For the first two days I shared a room with five other women on a ward where the staff did not specialise in cystic fibrosis. I was exhausted and filled with painkillers; I was not as aware as I needed to be. When I had to go for an X-ray, the nurse looking after me said I didn’t need oxygen to go along with my wheelchair. My oxygen saturations were good and it was a short trip.
I explained she was wrong, the oxygen was flushing the nitrogen oxide out and encouraging the lung to reinflate. We argued but I left without oxygen. I waited there without oxygen among patients who were coughing.
The ward sister apologised that I had been left without oxygen.
The distressing element of this scenario is that if I was in a unit with nurses specially trained in CF, this would not have happened.
I am just one person with cystic fibrosis and each person’s story is so individual. When I am not sick I work as hard as I can and I love my life. I know some day that that will end, things will get slower, I will spend more time lying in beds with various tubes.
I will be unable permanently to make that choice to get up myself and walk away from a screaming room-mate or a dying woman or drag all my medical equipment and tubing with me to sleep in the corridor, as I have done on previous occasions.
Not being able to access a single en-suite room when I needed one was not surprising, but it was frustrating. The lack of sincerity in the Government commitment to our dedicated CF unit is disheartening and degrading to the 1,300 people living with CF on this island.
There has also been no commitment to the number of beds that would be specifically ring-fenced for people with cystic fibrosis in the 100-bed unit that will treat many other illnesses.
We need 34 beds to deal with the daily intake of patients with cystic fibrosis. These beds cannot, as it has been suggested by those in charge, be given to other patients if people with cystic fibrosis are not there to take them.
______
Problem set:
A. Reproduce the part of the cystic fibrosis account above starting with "I will be unable" and going on through "many other illnesses.".
B. According to the cystic fibrosis account above, how many beds are needed to deal with the daily intake of patients with cystic fibrosis?

Items from a data source
______
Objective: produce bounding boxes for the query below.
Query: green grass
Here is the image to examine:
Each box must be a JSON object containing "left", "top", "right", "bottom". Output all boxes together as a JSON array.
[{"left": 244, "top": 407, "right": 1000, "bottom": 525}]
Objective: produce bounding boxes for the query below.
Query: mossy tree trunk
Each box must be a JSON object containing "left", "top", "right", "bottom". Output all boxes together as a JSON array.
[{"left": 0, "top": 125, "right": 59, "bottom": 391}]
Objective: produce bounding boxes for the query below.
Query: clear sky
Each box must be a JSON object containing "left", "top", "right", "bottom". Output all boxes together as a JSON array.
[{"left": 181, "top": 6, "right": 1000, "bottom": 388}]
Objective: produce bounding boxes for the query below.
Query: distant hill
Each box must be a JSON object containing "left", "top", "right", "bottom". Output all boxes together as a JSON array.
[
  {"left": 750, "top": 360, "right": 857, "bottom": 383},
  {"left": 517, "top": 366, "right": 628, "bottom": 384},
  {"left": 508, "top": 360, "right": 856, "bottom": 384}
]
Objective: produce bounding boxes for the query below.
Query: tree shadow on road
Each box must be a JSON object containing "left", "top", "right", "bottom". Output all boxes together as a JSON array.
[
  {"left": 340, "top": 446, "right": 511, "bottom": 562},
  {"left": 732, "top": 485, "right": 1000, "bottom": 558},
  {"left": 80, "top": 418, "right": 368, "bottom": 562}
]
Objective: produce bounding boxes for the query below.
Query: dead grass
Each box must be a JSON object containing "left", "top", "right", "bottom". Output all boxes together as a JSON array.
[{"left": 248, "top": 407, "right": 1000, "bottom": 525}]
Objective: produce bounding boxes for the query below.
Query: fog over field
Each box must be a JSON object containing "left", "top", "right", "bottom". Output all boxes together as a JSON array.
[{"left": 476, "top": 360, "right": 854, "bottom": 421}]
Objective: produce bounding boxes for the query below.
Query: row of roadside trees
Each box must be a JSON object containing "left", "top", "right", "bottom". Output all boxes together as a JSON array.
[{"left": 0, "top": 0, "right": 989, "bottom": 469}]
______
Responses for each task:
A.
I will be unable permanently to make that choice to get up myself and walk away from a screaming room-mate or a dying woman or drag all my medical equipment and tubing with me to sleep in the corridor, as I have done on previous occasions.
Not being able to access a single en-suite room when I needed one was not surprising, but it was frustrating. The lack of sincerity in the Government commitment to our dedicated CF unit is disheartening and degrading to the 1,300 people living with CF on this island.
There has also been no commitment to the number of beds that would be specifically ring-fenced for people with cystic fibrosis in the 100-bed unit that will treat many other illnesses.

B. 34 beds